#### Task inputs

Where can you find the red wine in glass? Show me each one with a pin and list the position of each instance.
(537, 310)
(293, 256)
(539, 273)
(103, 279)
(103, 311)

########

Request:
Transcribe the listing above verbatim, reproducing each line in its original order without any alteration.

Full output:
Where can you find the red wine in glass? Show me each one with a pin and list the position of each instance.
(537, 310)
(293, 256)
(539, 273)
(103, 279)
(103, 311)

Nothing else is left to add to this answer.